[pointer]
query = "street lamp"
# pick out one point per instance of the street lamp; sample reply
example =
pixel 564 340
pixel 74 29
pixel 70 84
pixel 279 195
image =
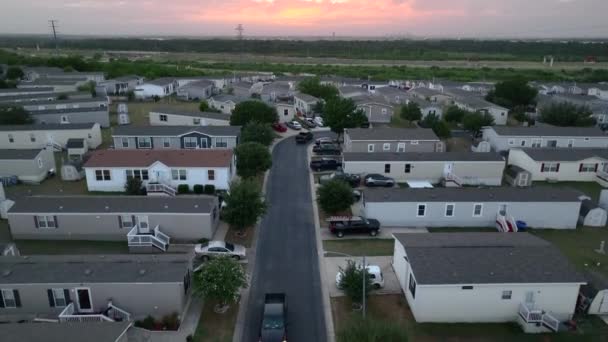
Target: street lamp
pixel 364 278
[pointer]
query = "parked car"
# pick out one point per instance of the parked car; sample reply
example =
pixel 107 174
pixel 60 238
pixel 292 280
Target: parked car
pixel 274 318
pixel 325 164
pixel 304 137
pixel 352 179
pixel 375 274
pixel 294 125
pixel 327 149
pixel 219 248
pixel 341 226
pixel 279 127
pixel 374 179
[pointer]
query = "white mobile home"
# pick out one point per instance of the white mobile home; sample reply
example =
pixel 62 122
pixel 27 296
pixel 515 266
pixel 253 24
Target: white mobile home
pixel 472 207
pixel 486 277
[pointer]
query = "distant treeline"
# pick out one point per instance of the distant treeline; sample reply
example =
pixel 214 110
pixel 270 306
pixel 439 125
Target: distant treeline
pixel 497 50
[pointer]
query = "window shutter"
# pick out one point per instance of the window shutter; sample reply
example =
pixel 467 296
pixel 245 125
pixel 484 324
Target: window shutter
pixel 49 293
pixel 17 298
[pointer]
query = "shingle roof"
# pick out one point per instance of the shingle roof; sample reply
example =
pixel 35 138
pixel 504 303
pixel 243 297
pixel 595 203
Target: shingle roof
pixel 114 204
pixel 171 131
pixel 422 156
pixel 46 127
pixel 83 269
pixel 485 258
pixel 493 194
pixel 173 158
pixel 61 332
pixel 548 131
pixel 18 154
pixel 564 154
pixel 390 134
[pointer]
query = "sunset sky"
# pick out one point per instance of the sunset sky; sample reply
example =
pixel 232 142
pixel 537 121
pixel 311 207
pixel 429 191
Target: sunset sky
pixel 453 18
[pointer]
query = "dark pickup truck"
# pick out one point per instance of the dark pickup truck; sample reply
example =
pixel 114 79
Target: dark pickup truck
pixel 325 164
pixel 304 137
pixel 274 318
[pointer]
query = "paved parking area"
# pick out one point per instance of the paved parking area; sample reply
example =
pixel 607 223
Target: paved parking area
pixel 391 284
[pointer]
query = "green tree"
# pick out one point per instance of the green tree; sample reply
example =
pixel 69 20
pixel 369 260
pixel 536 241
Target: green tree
pixel 257 132
pixel 474 121
pixel 219 279
pixel 335 196
pixel 244 204
pixel 351 281
pixel 14 73
pixel 14 116
pixel 252 159
pixel 252 110
pixel 512 93
pixel 411 112
pixel 567 114
pixel 203 106
pixel 342 113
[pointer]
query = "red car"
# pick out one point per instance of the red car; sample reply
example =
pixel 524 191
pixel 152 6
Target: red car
pixel 279 127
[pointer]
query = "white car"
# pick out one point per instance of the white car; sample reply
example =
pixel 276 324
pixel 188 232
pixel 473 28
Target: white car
pixel 375 274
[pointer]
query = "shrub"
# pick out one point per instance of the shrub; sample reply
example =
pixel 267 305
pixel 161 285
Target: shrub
pixel 183 189
pixel 209 189
pixel 198 189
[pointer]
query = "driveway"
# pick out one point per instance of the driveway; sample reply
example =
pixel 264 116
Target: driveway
pixel 391 284
pixel 286 259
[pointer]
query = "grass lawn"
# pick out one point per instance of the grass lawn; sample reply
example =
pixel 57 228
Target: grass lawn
pixel 214 327
pixel 33 247
pixel 592 189
pixel 360 247
pixel 394 308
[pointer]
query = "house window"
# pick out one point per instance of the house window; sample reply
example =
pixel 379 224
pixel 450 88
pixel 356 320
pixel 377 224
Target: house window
pixel 587 168
pixel 449 210
pixel 549 167
pixel 46 221
pixel 190 142
pixel 477 209
pixel 10 298
pixel 412 286
pixel 102 175
pixel 144 142
pixel 421 210
pixel 178 174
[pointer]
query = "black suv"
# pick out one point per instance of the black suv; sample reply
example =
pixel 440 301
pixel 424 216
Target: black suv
pixel 325 164
pixel 341 226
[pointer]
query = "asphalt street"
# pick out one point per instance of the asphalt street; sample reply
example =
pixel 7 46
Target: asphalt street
pixel 286 259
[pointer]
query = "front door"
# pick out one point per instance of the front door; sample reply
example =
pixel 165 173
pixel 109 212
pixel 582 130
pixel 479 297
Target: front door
pixel 85 303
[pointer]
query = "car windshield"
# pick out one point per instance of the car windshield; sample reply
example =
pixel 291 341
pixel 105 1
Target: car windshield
pixel 273 322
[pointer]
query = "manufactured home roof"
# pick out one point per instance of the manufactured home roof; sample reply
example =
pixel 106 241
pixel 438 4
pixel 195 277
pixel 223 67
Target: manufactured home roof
pixel 83 269
pixel 208 115
pixel 18 154
pixel 549 131
pixel 46 127
pixel 173 158
pixel 62 332
pixel 565 154
pixel 114 204
pixel 390 134
pixel 421 156
pixel 493 194
pixel 485 258
pixel 171 131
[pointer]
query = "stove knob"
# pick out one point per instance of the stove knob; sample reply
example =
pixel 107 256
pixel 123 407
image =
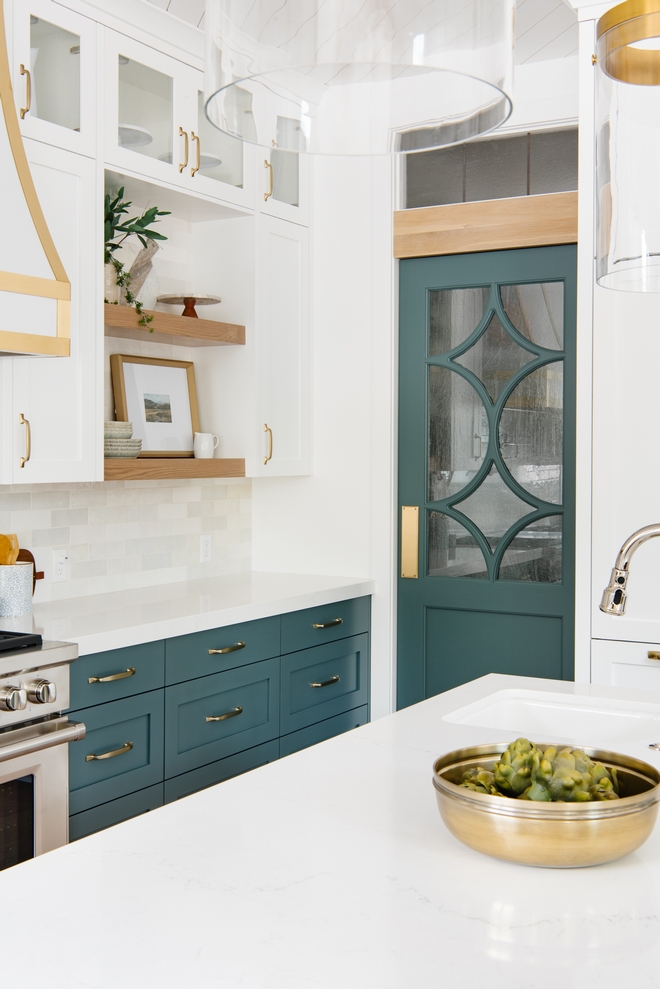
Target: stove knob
pixel 13 698
pixel 42 692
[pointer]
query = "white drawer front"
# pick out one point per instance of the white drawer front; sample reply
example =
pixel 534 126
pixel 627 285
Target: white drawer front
pixel 625 664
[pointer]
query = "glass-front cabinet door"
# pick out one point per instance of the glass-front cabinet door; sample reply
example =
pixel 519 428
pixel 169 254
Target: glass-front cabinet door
pixel 219 165
pixel 146 129
pixel 54 77
pixel 284 180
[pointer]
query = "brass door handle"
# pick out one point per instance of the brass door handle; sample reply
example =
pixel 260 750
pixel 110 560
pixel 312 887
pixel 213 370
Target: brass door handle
pixel 184 135
pixel 113 676
pixel 126 747
pixel 28 438
pixel 268 194
pixel 195 137
pixel 326 683
pixel 221 652
pixel 223 717
pixel 268 430
pixel 410 541
pixel 28 91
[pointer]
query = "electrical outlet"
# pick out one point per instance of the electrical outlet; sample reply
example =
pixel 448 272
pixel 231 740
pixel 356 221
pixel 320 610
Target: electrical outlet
pixel 204 549
pixel 60 565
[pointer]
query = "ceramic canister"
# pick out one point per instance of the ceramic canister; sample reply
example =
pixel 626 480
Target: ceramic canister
pixel 16 589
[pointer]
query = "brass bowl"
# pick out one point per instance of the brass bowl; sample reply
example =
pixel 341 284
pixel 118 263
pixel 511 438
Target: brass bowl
pixel 551 835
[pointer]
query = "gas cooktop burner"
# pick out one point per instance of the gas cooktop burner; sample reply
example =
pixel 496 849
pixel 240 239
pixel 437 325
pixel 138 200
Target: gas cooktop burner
pixel 19 640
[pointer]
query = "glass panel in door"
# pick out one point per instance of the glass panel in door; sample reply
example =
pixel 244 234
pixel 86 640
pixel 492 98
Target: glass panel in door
pixel 220 156
pixel 146 110
pixel 16 821
pixel 55 74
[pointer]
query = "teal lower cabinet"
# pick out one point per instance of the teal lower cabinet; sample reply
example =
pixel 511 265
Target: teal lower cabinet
pixel 321 732
pixel 223 769
pixel 326 680
pixel 168 718
pixel 216 716
pixel 121 752
pixel 115 811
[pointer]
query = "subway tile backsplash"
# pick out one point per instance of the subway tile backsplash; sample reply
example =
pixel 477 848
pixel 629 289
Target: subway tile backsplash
pixel 124 534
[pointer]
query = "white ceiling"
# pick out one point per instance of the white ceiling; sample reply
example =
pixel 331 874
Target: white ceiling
pixel 544 28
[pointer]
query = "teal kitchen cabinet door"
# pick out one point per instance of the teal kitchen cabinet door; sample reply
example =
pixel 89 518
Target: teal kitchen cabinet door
pixel 218 649
pixel 321 682
pixel 117 673
pixel 223 769
pixel 486 468
pixel 216 716
pixel 325 623
pixel 121 752
pixel 324 730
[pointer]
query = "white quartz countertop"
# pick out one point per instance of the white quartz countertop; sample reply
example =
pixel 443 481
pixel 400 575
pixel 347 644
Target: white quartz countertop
pixel 125 618
pixel 330 868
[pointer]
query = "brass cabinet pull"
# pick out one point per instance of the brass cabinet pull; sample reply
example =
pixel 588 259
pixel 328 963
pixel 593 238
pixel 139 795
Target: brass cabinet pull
pixel 28 438
pixel 335 621
pixel 223 717
pixel 268 194
pixel 126 747
pixel 326 683
pixel 113 676
pixel 221 652
pixel 268 430
pixel 28 91
pixel 410 541
pixel 195 137
pixel 184 135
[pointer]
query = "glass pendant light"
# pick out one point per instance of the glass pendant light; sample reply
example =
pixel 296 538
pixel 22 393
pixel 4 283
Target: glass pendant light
pixel 628 147
pixel 358 77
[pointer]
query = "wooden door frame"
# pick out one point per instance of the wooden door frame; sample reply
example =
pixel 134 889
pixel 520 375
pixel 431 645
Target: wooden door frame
pixel 489 225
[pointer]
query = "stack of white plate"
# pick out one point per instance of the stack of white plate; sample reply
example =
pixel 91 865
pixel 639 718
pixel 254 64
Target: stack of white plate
pixel 118 442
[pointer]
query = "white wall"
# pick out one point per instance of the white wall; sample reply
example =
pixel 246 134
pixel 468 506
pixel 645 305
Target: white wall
pixel 339 520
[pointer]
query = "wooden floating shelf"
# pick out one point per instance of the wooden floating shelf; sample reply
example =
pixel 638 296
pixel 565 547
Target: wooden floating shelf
pixel 123 321
pixel 167 469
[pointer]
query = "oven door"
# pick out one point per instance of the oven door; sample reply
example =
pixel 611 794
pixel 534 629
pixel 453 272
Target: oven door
pixel 34 788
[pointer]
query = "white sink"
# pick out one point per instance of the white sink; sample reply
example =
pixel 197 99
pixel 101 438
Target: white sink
pixel 546 717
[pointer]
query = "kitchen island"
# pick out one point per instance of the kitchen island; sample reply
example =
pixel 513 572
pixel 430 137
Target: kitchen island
pixel 331 868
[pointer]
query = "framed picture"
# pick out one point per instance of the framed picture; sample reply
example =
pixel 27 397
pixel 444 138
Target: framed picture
pixel 160 399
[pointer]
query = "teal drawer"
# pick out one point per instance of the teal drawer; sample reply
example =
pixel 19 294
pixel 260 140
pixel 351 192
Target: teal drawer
pixel 321 682
pixel 223 769
pixel 325 729
pixel 117 673
pixel 137 721
pixel 187 656
pixel 340 620
pixel 192 741
pixel 115 811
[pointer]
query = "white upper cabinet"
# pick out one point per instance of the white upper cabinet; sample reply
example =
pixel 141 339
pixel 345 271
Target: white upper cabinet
pixel 58 396
pixel 283 381
pixel 283 185
pixel 218 164
pixel 54 75
pixel 146 129
pixel 155 125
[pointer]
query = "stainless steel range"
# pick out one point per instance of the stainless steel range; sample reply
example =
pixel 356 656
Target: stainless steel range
pixel 34 763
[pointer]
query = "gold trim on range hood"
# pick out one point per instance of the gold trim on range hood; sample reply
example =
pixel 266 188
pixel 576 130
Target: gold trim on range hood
pixel 59 288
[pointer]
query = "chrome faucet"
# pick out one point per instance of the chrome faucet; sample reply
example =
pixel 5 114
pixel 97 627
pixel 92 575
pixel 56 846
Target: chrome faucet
pixel 614 595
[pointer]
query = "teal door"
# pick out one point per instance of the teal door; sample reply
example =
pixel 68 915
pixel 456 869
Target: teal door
pixel 486 468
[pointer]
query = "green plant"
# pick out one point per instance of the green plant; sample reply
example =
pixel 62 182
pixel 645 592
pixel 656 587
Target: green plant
pixel 117 227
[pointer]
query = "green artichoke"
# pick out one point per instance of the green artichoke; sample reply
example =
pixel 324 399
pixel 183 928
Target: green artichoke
pixel 513 772
pixel 481 781
pixel 525 772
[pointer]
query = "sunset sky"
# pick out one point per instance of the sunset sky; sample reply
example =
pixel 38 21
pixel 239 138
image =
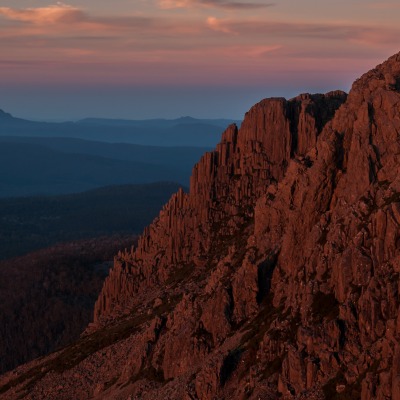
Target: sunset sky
pixel 168 58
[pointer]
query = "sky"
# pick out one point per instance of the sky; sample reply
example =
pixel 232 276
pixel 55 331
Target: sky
pixel 169 58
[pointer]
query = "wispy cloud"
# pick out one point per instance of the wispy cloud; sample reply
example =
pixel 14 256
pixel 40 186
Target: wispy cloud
pixel 218 25
pixel 228 5
pixel 44 15
pixel 384 6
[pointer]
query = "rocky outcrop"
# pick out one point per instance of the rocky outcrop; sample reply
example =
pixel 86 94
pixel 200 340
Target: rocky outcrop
pixel 224 187
pixel 276 276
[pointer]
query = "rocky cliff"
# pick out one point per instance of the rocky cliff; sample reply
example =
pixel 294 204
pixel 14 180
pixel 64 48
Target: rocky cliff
pixel 276 276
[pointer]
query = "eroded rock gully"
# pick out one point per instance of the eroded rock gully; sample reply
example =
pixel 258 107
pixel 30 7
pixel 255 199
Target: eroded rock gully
pixel 276 276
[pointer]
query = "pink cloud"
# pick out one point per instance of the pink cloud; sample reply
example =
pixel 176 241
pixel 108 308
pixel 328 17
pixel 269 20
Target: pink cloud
pixel 43 15
pixel 224 4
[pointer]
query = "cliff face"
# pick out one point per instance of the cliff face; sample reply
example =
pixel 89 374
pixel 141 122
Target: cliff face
pixel 276 276
pixel 224 187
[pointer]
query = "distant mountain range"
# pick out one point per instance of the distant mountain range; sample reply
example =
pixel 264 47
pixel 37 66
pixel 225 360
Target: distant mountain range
pixel 49 166
pixel 185 131
pixel 31 223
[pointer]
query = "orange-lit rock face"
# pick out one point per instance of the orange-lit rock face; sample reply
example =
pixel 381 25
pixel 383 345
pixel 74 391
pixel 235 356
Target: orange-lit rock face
pixel 277 275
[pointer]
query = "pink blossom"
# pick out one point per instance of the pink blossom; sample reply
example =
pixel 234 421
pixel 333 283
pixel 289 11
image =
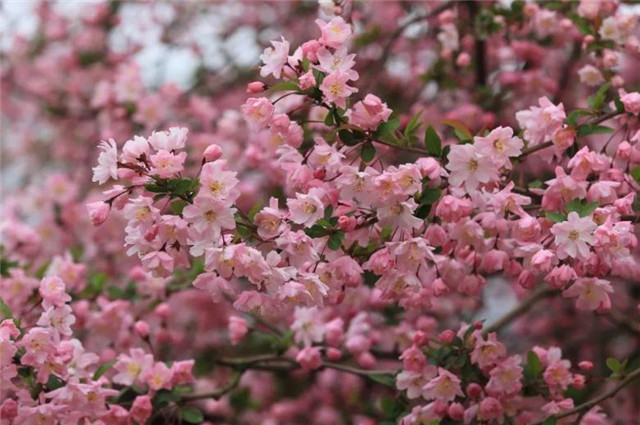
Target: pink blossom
pixel 335 89
pixel 369 112
pixel 591 293
pixel 469 167
pixel 309 358
pixel 274 58
pixel 237 329
pixel 445 387
pixel 107 163
pixel 631 102
pixel 335 33
pixel 258 112
pixel 165 164
pixel 574 237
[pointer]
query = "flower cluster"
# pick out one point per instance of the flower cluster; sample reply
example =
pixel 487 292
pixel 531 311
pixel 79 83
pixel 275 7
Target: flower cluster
pixel 311 246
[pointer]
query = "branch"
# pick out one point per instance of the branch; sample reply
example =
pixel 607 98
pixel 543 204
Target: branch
pixel 519 310
pixel 589 404
pixel 217 393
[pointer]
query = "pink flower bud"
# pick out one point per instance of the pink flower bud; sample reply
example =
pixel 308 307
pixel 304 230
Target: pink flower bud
pixel 439 287
pixel 142 328
pixel 366 360
pixel 238 329
pixel 163 310
pixel 256 87
pixel 141 409
pixel 310 50
pixel 456 411
pixel 98 212
pixel 578 381
pixel 309 358
pixel 585 365
pixel 447 336
pixel 212 153
pixel 463 60
pixel 333 354
pixel 474 390
pixel 9 410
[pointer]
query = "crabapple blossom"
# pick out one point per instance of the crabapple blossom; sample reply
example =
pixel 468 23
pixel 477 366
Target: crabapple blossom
pixel 410 220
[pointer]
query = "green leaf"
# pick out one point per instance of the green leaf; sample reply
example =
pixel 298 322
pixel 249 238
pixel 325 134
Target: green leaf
pixel 461 135
pixel 335 240
pixel 5 310
pixel 368 152
pixel 432 142
pixel 347 138
pixel 103 369
pixel 572 118
pixel 254 210
pixel 597 101
pixel 573 206
pixel 383 378
pixel 328 120
pixel 430 195
pixel 316 231
pixel 285 86
pixel 588 208
pixel 635 173
pixel 177 206
pixel 533 364
pixel 555 217
pixel 328 212
pixel 6 265
pixel 54 383
pixel 388 127
pixel 614 365
pixel 587 129
pixel 412 126
pixel 191 415
pixel 385 233
pixel 461 131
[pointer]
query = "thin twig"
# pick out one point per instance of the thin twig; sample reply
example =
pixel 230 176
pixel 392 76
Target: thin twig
pixel 519 310
pixel 589 404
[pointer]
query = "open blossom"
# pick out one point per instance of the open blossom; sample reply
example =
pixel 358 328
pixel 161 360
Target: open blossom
pixel 591 293
pixel 274 58
pixel 541 122
pixel 335 33
pixel 207 213
pixel 335 88
pixel 107 163
pixel 306 209
pixel 499 144
pixel 590 75
pixel 218 182
pixel 131 367
pixel 574 236
pixel 445 387
pixel 258 112
pixel 469 167
pixel 369 112
pixel 166 164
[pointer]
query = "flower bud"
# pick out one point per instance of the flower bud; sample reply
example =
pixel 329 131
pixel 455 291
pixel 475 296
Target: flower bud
pixel 212 153
pixel 141 328
pixel 256 87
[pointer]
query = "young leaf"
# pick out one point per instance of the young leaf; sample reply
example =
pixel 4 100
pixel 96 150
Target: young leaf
pixel 432 142
pixel 533 364
pixel 555 217
pixel 383 378
pixel 191 415
pixel 368 152
pixel 103 369
pixel 335 240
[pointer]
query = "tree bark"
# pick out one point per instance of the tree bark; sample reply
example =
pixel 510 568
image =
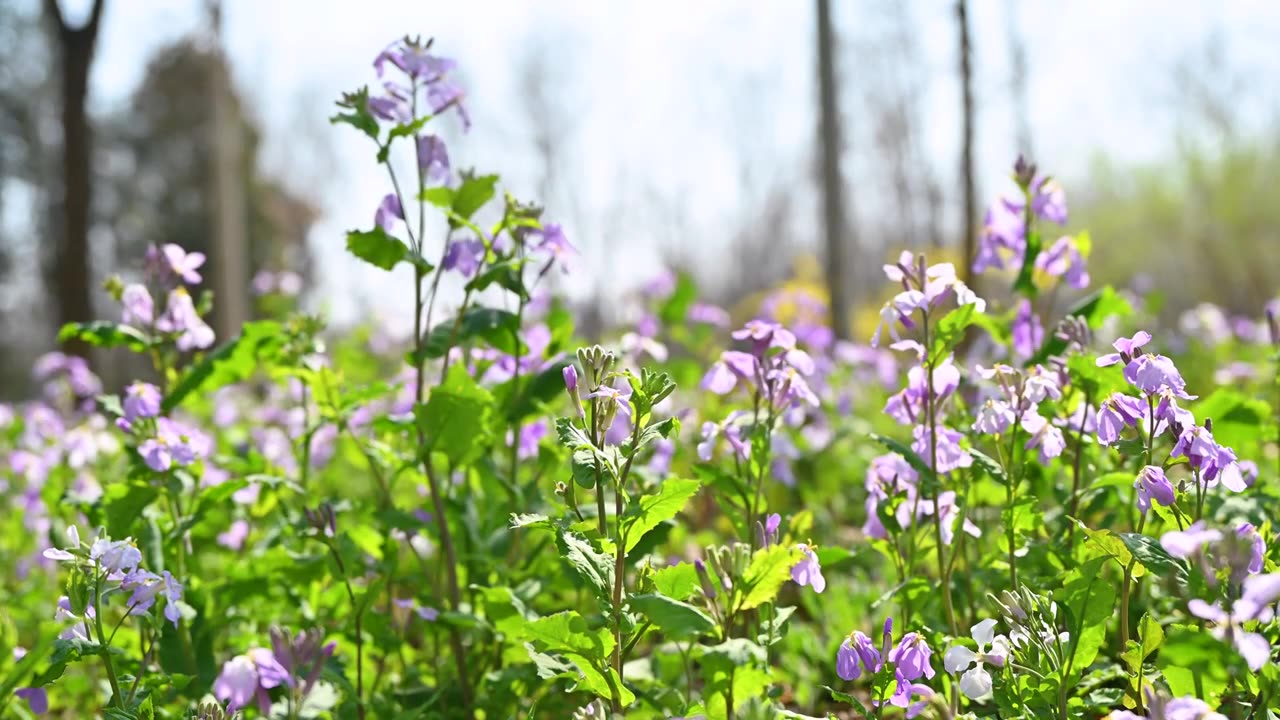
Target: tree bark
pixel 68 268
pixel 967 176
pixel 830 150
pixel 229 242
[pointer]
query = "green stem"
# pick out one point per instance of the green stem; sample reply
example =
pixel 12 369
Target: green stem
pixel 101 639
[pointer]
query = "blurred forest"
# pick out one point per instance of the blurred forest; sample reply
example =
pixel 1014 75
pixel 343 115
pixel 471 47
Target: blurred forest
pixel 85 187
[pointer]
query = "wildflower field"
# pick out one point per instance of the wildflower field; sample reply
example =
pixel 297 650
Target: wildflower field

◆ What this task involves ◆
Take every line above carrying "wildflower" and return it.

◆ Worked solution ◆
query = "wildflower field"
# pick out one point per instance of the wildflower field; sample reply
Target: wildflower field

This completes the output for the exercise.